- _Prompt_:
Each line from the one holding "Please locate tall" to the end of the listing below must be given again exactly as it appears.

----------

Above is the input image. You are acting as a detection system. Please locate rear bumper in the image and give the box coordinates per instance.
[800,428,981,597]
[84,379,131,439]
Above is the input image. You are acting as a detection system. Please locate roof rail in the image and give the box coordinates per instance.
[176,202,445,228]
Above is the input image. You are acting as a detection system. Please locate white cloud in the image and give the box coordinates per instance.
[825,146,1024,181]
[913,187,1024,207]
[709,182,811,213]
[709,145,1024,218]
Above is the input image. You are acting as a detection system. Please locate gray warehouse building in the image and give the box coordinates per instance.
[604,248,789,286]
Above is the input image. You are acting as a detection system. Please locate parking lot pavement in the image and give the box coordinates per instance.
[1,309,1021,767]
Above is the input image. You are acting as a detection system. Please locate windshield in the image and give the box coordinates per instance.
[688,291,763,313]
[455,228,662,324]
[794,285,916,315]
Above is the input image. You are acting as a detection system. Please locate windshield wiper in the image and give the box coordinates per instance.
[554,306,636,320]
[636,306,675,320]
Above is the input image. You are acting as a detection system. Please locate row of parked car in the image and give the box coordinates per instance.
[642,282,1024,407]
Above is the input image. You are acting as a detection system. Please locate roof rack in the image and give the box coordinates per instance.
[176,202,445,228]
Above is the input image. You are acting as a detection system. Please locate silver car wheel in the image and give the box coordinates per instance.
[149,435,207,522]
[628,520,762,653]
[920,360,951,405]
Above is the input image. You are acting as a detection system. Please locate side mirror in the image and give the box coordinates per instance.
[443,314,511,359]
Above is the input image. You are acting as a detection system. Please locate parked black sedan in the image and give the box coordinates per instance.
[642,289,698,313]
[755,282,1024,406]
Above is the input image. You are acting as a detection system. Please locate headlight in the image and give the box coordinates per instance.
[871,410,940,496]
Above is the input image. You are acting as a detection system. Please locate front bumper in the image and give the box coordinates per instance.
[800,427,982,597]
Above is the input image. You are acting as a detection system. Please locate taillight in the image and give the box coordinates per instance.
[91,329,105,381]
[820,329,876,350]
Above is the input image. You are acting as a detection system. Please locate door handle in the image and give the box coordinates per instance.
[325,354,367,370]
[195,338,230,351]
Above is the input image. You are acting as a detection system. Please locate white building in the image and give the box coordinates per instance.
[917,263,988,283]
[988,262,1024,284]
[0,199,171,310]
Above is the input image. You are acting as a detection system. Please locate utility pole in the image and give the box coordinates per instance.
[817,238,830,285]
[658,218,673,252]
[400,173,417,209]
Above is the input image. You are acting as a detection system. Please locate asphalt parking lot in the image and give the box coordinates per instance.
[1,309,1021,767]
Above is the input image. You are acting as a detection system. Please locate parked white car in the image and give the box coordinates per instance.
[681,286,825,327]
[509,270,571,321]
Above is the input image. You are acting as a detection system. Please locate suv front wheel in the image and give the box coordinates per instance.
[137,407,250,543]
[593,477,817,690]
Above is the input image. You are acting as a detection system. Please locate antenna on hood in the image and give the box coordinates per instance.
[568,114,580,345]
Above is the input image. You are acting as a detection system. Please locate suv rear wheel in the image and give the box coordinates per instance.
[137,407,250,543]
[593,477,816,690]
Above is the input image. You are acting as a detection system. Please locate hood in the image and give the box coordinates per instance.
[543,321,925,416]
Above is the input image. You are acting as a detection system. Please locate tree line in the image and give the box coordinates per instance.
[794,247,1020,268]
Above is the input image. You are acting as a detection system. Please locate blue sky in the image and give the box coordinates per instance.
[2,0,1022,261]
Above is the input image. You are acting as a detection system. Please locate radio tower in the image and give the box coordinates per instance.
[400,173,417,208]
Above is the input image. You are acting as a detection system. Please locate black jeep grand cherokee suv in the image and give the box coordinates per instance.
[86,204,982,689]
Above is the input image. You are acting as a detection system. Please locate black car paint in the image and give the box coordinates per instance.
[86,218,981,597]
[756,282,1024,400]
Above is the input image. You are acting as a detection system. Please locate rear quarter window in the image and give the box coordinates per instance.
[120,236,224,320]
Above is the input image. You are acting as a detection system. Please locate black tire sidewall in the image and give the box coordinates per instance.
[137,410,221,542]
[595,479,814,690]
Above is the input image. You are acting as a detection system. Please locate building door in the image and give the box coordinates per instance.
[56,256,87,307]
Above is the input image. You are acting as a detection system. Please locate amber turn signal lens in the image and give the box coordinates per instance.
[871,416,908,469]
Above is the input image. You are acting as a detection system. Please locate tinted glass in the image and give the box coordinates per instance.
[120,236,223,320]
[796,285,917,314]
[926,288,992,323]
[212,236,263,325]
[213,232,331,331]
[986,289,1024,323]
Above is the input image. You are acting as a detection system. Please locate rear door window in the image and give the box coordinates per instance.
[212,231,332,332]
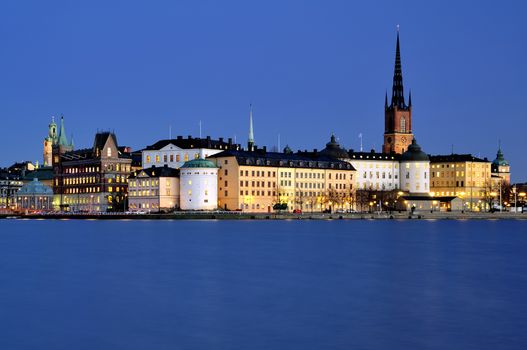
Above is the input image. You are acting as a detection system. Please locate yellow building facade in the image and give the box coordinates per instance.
[429,154,492,211]
[209,150,356,213]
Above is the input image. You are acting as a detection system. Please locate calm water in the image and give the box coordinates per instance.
[0,219,526,350]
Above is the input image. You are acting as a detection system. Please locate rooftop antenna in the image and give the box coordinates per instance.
[278,134,281,151]
[234,134,237,144]
[199,120,202,138]
[359,133,363,152]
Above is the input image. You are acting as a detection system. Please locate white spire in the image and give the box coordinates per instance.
[248,104,254,150]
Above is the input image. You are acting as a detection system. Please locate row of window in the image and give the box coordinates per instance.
[240,170,277,178]
[355,163,399,169]
[362,183,399,190]
[431,163,489,169]
[129,179,161,188]
[362,172,398,180]
[145,153,204,163]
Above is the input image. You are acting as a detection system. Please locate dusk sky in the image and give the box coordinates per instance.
[1,0,525,181]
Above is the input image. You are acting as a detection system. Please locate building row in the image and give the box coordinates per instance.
[0,30,517,213]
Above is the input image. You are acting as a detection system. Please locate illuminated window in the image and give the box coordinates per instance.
[155,155,160,162]
[107,147,112,157]
[184,154,189,161]
[188,180,192,185]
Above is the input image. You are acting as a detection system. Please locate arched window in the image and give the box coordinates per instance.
[400,117,406,132]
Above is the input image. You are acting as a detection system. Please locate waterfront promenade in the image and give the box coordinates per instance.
[1,211,526,221]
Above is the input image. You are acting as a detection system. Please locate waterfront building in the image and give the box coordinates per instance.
[128,165,180,212]
[399,139,430,194]
[397,195,463,212]
[322,135,401,192]
[429,154,492,211]
[383,29,414,154]
[15,178,54,212]
[53,131,132,212]
[141,136,240,169]
[0,169,23,210]
[208,147,355,213]
[180,158,218,210]
[319,135,430,195]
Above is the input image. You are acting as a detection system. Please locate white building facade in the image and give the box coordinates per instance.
[128,166,180,212]
[180,159,218,210]
[399,140,430,194]
[141,136,240,169]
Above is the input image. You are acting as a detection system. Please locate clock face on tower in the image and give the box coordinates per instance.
[401,136,407,143]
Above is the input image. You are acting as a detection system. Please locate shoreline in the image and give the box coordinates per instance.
[1,212,526,221]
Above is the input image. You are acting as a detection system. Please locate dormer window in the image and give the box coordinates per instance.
[107,147,112,157]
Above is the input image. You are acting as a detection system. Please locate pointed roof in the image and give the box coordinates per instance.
[391,28,407,109]
[58,115,69,146]
[492,146,509,167]
[248,104,254,145]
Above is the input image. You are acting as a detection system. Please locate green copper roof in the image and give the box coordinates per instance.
[58,116,69,146]
[17,178,53,195]
[401,139,429,162]
[181,158,217,169]
[492,148,509,166]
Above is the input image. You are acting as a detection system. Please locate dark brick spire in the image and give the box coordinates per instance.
[391,28,406,109]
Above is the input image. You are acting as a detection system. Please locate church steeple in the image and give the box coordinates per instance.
[382,26,414,155]
[58,115,69,146]
[391,27,406,109]
[248,104,255,151]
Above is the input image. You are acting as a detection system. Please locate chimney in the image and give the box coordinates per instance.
[228,138,232,145]
[177,136,183,140]
[262,146,267,153]
[219,137,224,143]
[188,135,192,139]
[207,136,211,140]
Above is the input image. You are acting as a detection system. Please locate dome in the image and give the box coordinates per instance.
[492,148,509,167]
[401,139,429,162]
[17,178,53,195]
[181,158,217,169]
[320,134,349,159]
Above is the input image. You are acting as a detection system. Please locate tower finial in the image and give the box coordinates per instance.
[248,104,254,151]
[385,90,388,109]
[391,27,405,109]
[408,89,412,107]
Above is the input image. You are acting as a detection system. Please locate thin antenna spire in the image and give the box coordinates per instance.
[248,104,254,151]
[359,133,363,152]
[278,134,281,151]
[199,120,202,138]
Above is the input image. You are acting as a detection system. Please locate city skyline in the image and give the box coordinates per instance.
[1,1,525,181]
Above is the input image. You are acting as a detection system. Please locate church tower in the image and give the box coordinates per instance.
[43,116,58,166]
[383,28,414,154]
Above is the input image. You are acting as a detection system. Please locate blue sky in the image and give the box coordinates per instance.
[1,0,525,181]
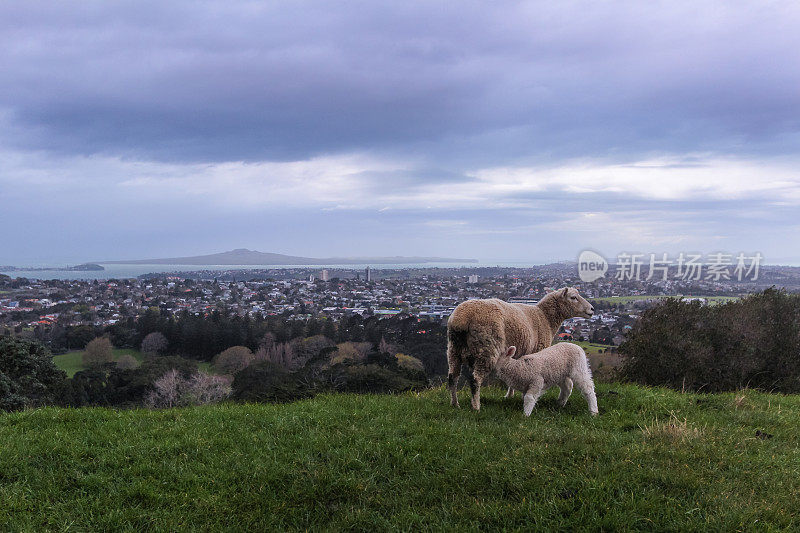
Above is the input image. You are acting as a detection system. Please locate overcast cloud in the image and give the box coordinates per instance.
[1,1,799,264]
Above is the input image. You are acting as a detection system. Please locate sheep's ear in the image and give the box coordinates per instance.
[506,346,516,357]
[561,287,569,298]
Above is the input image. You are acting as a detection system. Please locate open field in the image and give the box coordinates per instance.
[53,348,144,377]
[53,349,212,376]
[1,384,799,530]
[590,295,740,306]
[565,340,614,355]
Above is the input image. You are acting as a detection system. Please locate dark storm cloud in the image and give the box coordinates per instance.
[2,1,799,164]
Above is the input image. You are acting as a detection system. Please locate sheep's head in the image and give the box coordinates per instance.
[560,287,594,318]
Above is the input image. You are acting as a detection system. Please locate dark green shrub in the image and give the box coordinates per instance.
[232,361,306,403]
[0,336,66,411]
[620,289,800,392]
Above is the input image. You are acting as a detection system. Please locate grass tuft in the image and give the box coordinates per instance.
[640,413,703,442]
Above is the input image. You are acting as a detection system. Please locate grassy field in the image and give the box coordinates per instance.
[566,340,614,355]
[53,349,212,376]
[52,348,144,377]
[1,384,799,530]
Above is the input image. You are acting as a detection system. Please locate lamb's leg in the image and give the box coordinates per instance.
[504,387,515,399]
[522,378,545,417]
[576,378,598,416]
[557,377,573,407]
[446,351,463,408]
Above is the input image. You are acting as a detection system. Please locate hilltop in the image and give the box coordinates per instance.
[2,384,798,530]
[102,248,478,265]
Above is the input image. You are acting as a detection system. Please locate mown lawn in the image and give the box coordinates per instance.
[1,384,799,530]
[52,348,143,377]
[53,349,213,376]
[566,340,614,355]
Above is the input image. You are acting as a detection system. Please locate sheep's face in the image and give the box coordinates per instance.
[562,287,594,318]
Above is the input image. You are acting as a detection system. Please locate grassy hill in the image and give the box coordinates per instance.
[1,384,799,530]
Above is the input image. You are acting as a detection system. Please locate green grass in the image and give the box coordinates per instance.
[1,384,799,530]
[564,340,614,355]
[53,349,213,376]
[53,348,143,377]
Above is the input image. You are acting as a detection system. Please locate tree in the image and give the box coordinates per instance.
[83,337,113,367]
[110,356,199,406]
[145,369,182,408]
[231,361,303,403]
[213,346,254,375]
[395,353,425,374]
[116,354,139,370]
[144,370,230,408]
[254,341,296,368]
[1,336,66,411]
[141,331,168,356]
[322,320,336,340]
[331,342,362,364]
[293,335,334,364]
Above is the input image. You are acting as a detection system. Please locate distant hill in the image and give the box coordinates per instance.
[102,248,478,265]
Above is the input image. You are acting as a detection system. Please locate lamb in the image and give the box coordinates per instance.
[495,344,598,416]
[447,287,594,410]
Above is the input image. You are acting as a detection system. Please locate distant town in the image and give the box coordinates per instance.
[3,263,799,352]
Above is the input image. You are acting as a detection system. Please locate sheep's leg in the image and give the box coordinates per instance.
[469,364,492,411]
[522,378,545,417]
[576,378,599,416]
[557,378,573,407]
[447,362,462,408]
[447,331,464,407]
[468,370,481,411]
[504,387,515,399]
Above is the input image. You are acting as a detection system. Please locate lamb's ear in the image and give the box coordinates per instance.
[561,287,569,298]
[506,346,516,357]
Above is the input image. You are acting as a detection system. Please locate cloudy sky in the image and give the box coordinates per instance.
[2,1,800,265]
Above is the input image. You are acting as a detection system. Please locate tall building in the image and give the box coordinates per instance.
[321,269,330,282]
[468,274,479,284]
[365,266,372,282]
[308,274,315,282]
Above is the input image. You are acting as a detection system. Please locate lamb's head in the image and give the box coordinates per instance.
[559,287,594,318]
[497,345,517,366]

----------

- _Finished task_:
Above is the input image. You are acting as a detection system. Please locate tall building in the image and give the box coordinates per instance.
[321,269,330,282]
[468,274,479,284]
[365,266,372,282]
[308,274,315,282]
Above is the input image. You are acting as a detection system. Please locate lamb's head in the image and give the box coordinates per instance.
[559,287,594,318]
[497,345,517,366]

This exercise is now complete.